Text provided:
Responding Quietly
- At July 08, 2020
- By drynick
- In Reflections
- 0
Cool morning. A very light rain falls in the half-light. A large construction vehicle floods the Temple garden with noise though it’s not yet five thirty in the morning. Birds sing sharply, adding the descant to the rumbling bass.
The nasturtiums in the corner wiggle ever so slightly in response. Is it the sonic vibration or the unseen breeze that moves them? It you didn’t look carefully, you’d think they were still. Easy to miss this subtle responsiveness of all things to each other. Now that I look closer, I see each round leaf and each golden blossom moves independently—each one positioned and shaped to dance with the winds of its unique life. One plant with a multitude of separately sensing lives.
I feel tired and slow this morning. The great winds of conviction and inspiration that sometimes blow through me are quiet. I try not to panic and cover over. I trust something smaller. I wait and listen louder. I begin to sense the zephyrs that move silently and leave only the slightest trace.
I look around me and try to find my way into where I am. I sense my place. My weather app said ‘foggy’ this morning. I didn’t realize it was talking about my inner weather. Curriculum this morning: moving slowly in the fog. I may not be thrilled about it, but it’s better than pretending.
I started up the weed-whacker yesterday for the first time this year. The gas-powered noise-maker started right up. I was so excited to have it when I first bought it ten years ago. But I like things fairly disorderly here in the garden so I rarely use it. I can’t tell whether it’s because I don’t like noise and hard work or it’s really an aesthetic choice.
I appreciate formal gardens with nothing out of place, but I don’t find them relaxing. When nature is used for show, I appreciate the mastery of the gardener and the work of those who maintain it, but it doesn’t help me cross the space between me and the natural world. The plants and paths are used to express the pattern in the gardener’s mind. It’s simpler, more geometric and sometimes easier to understand and appreciate, but rarely inviting to my soul.

Exercise data:
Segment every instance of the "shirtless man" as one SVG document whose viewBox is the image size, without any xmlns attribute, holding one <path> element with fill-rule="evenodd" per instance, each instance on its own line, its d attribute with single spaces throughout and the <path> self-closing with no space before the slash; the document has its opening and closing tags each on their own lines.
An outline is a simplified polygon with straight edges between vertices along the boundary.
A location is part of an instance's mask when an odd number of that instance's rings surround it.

==

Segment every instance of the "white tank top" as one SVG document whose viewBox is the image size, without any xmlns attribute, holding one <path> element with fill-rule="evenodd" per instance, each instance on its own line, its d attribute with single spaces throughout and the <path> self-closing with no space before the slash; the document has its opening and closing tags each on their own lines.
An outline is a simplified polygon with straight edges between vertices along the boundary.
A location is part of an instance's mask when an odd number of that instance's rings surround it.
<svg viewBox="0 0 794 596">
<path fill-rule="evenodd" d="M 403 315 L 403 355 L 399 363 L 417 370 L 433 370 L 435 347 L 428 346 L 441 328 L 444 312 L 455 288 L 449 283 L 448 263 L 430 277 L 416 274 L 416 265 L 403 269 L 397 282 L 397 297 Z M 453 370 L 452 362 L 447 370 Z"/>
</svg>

Brief:
Reproduce everything in the garden reflection from "I started up" down to "an aesthetic choice.", word for word.

Answer section:
I started up the weed-whacker yesterday for the first time this year. The gas-powered noise-maker started right up. I was so excited to have it when I first bought it ten years ago. But I like things fairly disorderly here in the garden so I rarely use it. I can’t tell whether it’s because I don’t like noise and hard work or it’s really an aesthetic choice.